I'll attempt to contact some of the involved researchers, and do some investigation myself when I find the time. If anyone has an insight feel free to bring it here!
I can think of two reasons you're getting quadratic overhead:
In Is the Optimal Implementation Inefficient? Elementarily Not they find a quadratic bound on complexity relative to normal order reduction. The quadratic overhead comes from the swap rule (called Superposed duplication in HVM). But I can't tell from scanning the gist if that rule is in play here.
It could just be a space leak. Similarly to how sum [1..10^9]
in unoptimized Haskell builds up a lot of thunks and ends up being slower than a strict language, the program in this issue builds up a lot of duplications. The solution following Haskell is to introduce a "strict evaluate" or seq
primitive that forces away indirections. Maybe you will also need an unshare
operation to remove all duplication nodes.
I believe it is pretty likely to be the lack of the safe rules described on the book, which causes an accumulation of redundant dup nodes in some cases. Implementing safe rules on HVM would be an amazing feat.
I skimmed over the literature and it seems to me that optimal reduction is not faster than other strategies in general.
About the efficient reduction of lambda terms claims that the bookkeeping-free version is better in general. However, as evidence it cites Deep into Optimality – Complexity and correctness of sharing implementation of bounded logics, which is bookkeeping-free but only because it operates on bounded logics instead of the general lambda calculus. Is the Optimal Implementation Inefficient? Elementarily Not is restricted to certain linear logics for the exact same reason.
So apart from some confusing papers by Asperti, I'd assume that the status quo is still described by Optimality and inefficiency: what isn't a cost model of the lambda calculus?, which says that an exponential amount of bookkeeping is required regardless of proposed optimizations.
Of course, it could be that there is a way to eliminate bookkeeping but I would probably have seen it on this walk through the literature. The "safe nodes" technique described in Asperti's book that HVM is based on doesn't always work. The book even says in the beginning of chapter 9 that this is still an open problem.
My takeaway is that optimal reduction is not a good approach to performance, and rather than try to find the bookkeeping-free version that might not exist it would make sense to design a good evaluation strategy from scratch. Or use optimal reduction on one of the linear logics that it works on.
You have good points, but I must disagree with your conclusion:
My takeaway is that optimal reduction is not a good approach to performance, and rather than try to find the bookkeeping-free version that might not exist it would make sense to design a good evaluation strategy from scratch
Which may also not exist. Even if it turns out that this particular example is one where Haskell's STG asymptotically outperforms the HVM, there are countless examples where the opposite is true (and by exponential, not quadratic, margins). So, what do we take from that? Perhaps just like there is no reduction strategy that is best for all cases, perhaps there is no algorithm that is, at all. We may be fighting against a mathematical impossibility here. Or not. Only time will tell.

○ ○ ○

Tasks to perform =>
a) In the discussion of optimal reduction, which rule does the quadratic overhead come from?
b) According to the discussion of optimal reduction, why is the approach in Deep into Optimality able to be bookkeeping-free?
c) From the discussion of optimal reduction, write out the passage that begins at the words "I believe it" and stops after "strategies in general.".

○ ○ ○

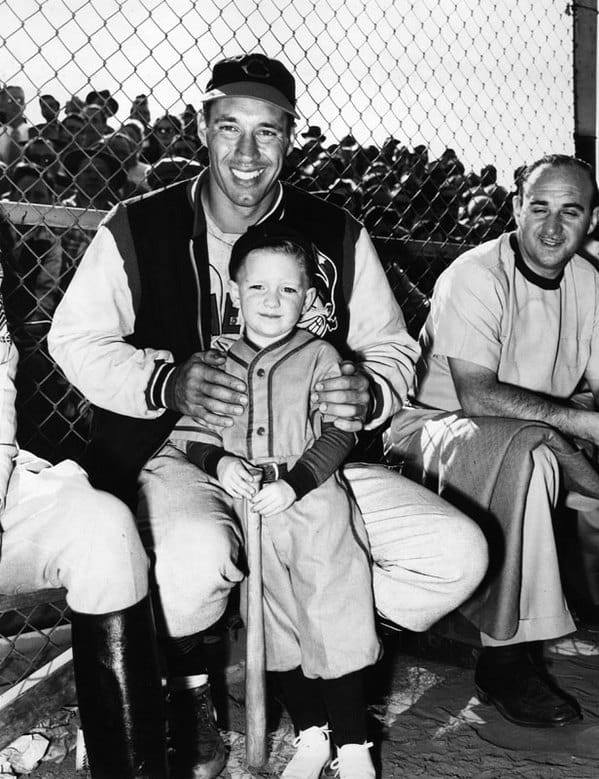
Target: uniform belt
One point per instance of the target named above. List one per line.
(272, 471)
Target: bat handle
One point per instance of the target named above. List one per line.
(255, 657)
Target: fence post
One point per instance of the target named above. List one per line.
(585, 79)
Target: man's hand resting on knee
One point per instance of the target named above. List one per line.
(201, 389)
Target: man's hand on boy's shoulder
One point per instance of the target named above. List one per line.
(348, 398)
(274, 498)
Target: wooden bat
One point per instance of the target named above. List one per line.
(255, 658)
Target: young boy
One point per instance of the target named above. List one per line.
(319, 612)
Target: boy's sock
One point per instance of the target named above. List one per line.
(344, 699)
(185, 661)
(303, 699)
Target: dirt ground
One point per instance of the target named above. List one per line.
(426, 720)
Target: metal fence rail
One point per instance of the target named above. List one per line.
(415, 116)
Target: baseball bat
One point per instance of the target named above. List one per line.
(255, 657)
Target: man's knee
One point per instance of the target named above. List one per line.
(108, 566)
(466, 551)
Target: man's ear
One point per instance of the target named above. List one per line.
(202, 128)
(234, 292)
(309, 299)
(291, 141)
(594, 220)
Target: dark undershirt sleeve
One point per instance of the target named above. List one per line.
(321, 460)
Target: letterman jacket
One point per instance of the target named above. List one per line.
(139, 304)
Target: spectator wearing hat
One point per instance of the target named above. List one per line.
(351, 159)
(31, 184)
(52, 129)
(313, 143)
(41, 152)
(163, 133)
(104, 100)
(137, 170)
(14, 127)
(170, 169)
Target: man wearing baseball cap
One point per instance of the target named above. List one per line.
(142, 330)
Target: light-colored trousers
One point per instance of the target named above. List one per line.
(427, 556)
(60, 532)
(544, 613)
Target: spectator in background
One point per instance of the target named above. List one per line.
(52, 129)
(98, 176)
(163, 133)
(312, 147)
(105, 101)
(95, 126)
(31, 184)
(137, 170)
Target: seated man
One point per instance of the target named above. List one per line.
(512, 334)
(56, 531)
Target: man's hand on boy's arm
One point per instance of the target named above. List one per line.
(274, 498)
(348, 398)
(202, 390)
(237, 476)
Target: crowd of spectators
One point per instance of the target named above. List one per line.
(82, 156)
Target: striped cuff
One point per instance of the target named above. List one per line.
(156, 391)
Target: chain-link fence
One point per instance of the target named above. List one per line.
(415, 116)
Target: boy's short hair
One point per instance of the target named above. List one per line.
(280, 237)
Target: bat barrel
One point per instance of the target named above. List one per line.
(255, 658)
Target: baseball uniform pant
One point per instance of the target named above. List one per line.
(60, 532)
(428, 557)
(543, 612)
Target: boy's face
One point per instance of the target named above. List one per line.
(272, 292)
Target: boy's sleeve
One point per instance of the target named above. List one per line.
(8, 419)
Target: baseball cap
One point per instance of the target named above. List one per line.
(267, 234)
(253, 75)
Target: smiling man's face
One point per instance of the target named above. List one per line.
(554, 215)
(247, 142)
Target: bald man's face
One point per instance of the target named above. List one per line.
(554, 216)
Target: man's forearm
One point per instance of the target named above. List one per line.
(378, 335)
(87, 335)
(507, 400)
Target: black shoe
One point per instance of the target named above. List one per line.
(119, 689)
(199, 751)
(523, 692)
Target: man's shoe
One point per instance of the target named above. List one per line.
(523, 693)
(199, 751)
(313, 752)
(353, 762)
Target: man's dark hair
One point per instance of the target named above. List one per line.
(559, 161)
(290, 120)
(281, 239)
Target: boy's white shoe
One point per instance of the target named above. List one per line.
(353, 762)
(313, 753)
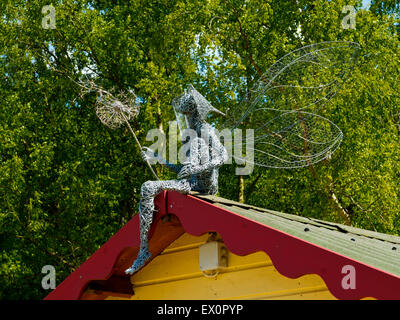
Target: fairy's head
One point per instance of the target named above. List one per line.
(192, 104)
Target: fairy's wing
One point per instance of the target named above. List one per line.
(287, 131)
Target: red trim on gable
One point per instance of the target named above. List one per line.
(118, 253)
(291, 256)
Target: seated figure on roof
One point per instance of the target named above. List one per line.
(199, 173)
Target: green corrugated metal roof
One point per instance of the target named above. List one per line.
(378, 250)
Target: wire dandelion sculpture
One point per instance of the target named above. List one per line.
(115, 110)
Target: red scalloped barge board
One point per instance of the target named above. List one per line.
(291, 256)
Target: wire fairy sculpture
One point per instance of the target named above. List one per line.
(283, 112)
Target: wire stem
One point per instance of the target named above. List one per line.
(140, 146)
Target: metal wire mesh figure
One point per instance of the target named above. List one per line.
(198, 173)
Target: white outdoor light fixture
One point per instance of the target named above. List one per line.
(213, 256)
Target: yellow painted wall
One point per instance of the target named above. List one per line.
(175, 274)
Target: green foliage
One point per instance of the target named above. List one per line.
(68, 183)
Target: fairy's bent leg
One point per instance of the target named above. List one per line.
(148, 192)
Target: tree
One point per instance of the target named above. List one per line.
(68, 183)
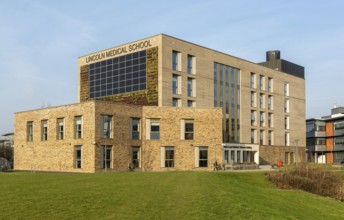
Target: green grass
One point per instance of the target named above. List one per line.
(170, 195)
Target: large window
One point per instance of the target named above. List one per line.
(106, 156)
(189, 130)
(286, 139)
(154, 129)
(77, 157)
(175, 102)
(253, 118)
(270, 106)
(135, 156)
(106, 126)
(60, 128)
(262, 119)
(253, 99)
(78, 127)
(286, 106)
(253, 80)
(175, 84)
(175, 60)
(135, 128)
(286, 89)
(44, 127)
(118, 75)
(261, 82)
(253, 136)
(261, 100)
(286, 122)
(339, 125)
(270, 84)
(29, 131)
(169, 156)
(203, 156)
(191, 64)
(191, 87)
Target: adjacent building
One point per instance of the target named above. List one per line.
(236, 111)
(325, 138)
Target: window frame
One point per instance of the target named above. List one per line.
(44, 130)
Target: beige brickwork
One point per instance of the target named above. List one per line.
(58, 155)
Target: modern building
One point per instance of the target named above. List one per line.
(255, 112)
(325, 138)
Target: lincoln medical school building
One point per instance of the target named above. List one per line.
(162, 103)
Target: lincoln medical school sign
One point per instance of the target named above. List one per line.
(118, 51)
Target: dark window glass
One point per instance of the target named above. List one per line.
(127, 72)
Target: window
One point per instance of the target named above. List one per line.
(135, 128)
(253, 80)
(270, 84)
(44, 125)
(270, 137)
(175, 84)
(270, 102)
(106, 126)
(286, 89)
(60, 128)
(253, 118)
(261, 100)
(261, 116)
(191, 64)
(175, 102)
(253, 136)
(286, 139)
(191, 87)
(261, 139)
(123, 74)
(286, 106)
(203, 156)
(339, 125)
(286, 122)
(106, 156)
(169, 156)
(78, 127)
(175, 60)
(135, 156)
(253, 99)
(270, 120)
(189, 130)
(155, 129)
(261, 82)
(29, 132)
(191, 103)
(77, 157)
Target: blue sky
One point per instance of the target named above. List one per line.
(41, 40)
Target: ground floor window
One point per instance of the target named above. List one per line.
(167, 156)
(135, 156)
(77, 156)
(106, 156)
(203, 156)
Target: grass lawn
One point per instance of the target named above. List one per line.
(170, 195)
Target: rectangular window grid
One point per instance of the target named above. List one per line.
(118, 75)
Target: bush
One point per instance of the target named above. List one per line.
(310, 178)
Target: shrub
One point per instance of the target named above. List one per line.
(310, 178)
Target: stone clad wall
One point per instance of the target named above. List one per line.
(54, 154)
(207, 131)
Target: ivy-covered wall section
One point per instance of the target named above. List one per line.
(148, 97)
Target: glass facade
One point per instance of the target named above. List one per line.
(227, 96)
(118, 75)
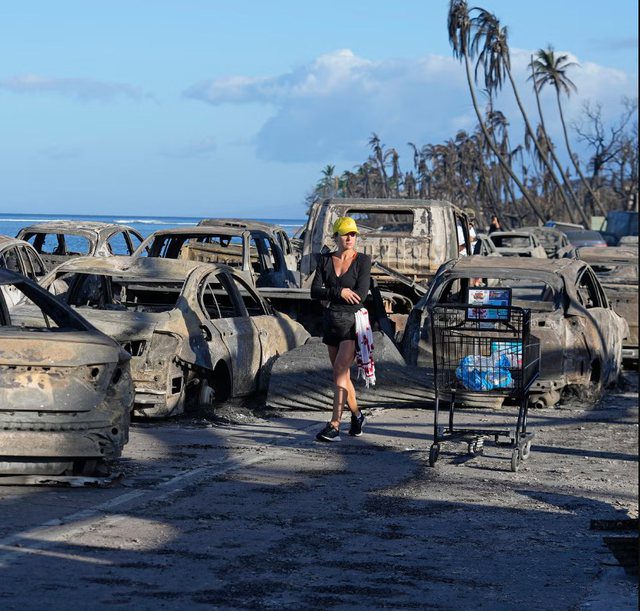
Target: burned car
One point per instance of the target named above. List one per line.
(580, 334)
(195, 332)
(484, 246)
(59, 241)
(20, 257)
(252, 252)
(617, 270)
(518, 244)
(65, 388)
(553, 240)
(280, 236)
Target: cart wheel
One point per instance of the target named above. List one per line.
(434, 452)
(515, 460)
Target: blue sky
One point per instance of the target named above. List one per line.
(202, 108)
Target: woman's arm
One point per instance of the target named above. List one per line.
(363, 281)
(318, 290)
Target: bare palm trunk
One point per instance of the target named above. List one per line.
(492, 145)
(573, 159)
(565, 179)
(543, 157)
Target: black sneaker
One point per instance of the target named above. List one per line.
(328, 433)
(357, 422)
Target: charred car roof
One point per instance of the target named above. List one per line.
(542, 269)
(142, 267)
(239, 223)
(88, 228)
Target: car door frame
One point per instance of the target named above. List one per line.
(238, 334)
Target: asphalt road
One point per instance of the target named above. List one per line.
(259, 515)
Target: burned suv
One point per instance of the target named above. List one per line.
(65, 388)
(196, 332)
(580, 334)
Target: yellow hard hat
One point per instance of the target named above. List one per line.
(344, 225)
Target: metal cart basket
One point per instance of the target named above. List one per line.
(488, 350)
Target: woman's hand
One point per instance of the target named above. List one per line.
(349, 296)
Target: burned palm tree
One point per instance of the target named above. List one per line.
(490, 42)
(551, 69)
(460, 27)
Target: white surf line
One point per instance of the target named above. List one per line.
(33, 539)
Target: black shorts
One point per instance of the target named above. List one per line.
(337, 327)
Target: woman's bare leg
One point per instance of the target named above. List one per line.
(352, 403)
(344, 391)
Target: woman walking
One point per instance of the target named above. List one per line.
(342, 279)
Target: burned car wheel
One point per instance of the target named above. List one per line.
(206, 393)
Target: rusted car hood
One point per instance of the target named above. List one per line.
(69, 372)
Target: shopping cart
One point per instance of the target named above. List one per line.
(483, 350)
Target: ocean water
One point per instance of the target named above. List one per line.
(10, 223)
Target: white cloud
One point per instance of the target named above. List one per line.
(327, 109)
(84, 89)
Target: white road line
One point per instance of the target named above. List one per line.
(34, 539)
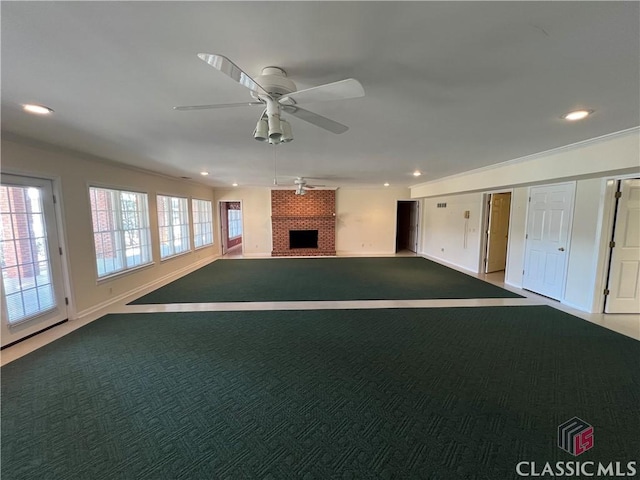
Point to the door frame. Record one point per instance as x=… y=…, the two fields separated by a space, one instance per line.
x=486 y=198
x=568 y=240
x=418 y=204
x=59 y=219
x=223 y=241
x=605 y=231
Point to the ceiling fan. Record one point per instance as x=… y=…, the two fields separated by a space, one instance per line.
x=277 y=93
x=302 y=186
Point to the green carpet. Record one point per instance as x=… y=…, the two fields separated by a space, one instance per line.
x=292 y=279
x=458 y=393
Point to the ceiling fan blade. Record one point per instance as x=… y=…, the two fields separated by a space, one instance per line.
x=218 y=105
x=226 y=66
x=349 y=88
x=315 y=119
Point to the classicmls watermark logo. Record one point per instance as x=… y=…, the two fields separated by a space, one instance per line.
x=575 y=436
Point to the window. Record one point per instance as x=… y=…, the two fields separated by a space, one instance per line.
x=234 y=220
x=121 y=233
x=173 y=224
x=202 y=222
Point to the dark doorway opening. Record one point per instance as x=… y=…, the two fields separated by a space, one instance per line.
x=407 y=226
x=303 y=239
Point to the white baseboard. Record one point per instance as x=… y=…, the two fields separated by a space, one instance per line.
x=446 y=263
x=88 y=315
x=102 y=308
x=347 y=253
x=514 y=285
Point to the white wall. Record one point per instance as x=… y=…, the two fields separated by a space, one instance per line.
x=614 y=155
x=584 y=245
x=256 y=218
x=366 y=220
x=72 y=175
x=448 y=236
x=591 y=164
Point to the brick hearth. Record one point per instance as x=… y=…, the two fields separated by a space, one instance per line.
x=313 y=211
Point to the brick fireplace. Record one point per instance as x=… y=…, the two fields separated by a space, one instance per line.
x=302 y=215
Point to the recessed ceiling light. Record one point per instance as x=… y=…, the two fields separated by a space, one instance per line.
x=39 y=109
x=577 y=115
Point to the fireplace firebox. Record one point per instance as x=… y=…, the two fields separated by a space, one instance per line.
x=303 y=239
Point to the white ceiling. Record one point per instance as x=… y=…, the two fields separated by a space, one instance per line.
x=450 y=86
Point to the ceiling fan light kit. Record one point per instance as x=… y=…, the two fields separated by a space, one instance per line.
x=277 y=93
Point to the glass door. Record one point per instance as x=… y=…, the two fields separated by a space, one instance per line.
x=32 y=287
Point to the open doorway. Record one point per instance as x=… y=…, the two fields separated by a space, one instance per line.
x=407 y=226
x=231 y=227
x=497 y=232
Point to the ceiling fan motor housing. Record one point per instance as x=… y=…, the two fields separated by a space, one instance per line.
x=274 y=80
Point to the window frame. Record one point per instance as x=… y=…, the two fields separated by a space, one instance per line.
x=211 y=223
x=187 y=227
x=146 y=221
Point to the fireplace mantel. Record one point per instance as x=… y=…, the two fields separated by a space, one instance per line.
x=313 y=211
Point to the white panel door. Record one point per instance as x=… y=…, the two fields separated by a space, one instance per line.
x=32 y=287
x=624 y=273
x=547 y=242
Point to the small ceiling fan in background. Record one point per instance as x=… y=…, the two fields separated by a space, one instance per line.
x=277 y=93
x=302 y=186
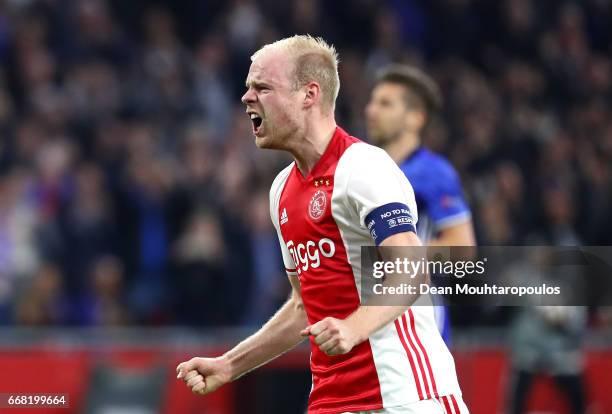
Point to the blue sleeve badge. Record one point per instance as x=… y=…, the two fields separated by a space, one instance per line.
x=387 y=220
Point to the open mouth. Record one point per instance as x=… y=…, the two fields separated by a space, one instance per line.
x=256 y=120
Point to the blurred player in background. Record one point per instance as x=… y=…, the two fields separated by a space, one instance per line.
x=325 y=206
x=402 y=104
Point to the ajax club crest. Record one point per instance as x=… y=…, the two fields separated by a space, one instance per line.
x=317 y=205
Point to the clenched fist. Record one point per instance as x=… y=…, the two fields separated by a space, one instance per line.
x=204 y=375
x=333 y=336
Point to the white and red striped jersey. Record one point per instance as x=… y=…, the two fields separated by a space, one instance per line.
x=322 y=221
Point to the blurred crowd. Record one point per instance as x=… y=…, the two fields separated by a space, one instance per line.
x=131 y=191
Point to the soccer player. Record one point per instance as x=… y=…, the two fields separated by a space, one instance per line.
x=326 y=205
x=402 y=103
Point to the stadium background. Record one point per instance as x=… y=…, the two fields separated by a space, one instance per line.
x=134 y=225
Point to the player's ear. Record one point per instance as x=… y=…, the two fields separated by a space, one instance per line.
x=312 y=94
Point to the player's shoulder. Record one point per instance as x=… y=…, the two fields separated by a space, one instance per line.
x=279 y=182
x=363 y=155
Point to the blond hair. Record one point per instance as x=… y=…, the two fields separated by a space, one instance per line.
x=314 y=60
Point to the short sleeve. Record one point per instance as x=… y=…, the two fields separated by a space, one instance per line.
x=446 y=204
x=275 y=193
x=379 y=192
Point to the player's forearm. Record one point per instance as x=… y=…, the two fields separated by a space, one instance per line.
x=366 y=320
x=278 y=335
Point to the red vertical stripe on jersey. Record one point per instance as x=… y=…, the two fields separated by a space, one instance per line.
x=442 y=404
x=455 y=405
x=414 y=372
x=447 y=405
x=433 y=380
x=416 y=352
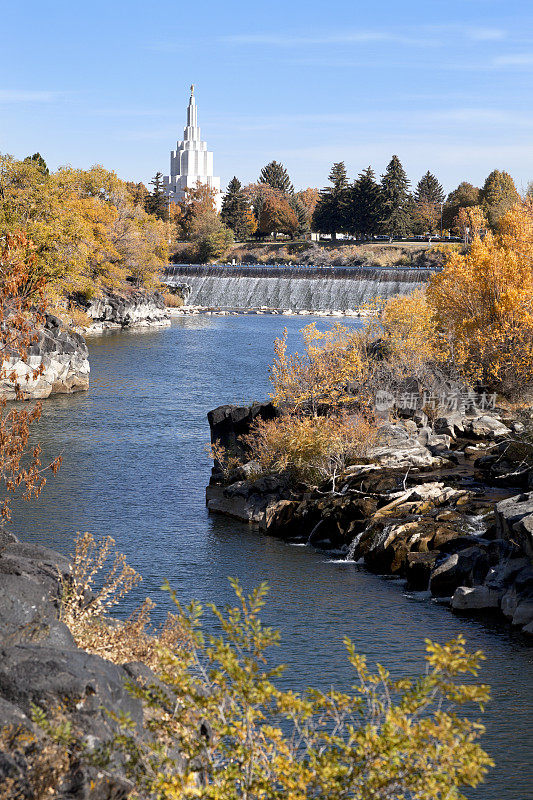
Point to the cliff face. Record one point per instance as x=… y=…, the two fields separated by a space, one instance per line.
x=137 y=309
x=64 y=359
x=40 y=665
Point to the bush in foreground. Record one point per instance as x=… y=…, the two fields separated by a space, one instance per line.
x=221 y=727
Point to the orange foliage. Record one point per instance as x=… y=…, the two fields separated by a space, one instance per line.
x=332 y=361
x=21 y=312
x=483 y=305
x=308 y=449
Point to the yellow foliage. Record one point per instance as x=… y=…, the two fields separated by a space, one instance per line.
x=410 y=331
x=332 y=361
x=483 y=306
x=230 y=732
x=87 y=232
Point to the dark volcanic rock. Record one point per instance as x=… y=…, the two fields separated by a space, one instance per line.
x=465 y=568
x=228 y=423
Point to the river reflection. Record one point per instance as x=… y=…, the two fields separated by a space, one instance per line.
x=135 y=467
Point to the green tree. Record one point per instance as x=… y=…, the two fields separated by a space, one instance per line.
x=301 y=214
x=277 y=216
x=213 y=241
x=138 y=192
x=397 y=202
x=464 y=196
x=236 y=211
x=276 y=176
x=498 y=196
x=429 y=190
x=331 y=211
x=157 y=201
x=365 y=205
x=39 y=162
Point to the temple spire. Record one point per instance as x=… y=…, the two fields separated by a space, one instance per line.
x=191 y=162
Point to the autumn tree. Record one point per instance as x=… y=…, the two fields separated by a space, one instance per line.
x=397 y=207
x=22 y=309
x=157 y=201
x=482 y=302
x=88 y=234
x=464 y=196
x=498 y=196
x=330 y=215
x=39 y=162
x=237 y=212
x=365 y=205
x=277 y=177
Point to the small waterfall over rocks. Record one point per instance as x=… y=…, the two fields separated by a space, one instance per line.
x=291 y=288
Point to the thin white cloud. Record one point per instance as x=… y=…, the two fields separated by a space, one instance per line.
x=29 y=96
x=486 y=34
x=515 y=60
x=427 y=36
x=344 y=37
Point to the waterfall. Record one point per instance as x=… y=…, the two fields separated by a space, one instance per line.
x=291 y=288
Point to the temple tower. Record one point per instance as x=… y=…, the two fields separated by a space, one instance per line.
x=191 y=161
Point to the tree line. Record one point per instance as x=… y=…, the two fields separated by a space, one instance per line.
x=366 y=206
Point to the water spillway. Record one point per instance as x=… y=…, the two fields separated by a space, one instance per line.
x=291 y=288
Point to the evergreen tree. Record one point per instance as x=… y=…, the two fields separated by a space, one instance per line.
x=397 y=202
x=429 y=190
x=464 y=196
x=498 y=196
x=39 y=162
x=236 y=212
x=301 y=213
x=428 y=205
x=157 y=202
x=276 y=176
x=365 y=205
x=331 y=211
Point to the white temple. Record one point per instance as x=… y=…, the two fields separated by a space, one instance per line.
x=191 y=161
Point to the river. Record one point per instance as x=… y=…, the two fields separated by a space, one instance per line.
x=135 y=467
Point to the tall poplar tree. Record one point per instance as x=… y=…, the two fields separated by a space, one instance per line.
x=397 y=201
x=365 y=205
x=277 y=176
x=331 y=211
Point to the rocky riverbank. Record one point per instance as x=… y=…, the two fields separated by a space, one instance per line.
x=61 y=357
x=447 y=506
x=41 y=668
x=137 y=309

○ ○ ○

The responses =>
a) The swap rule, which HVM calls Superposed duplication.

b) It is bookkeeping-free only because it works on bounded logics rather than the general lambda calculus.

c)
I believe it is pretty likely to be the lack of the safe rules described on the book, which causes an accumulation of redundant dup nodes in some cases. Implementing safe rules on HVM would be an amazing feat.
I skimmed over the literature and it seems to me that optimal reduction is not faster than other strategies in general.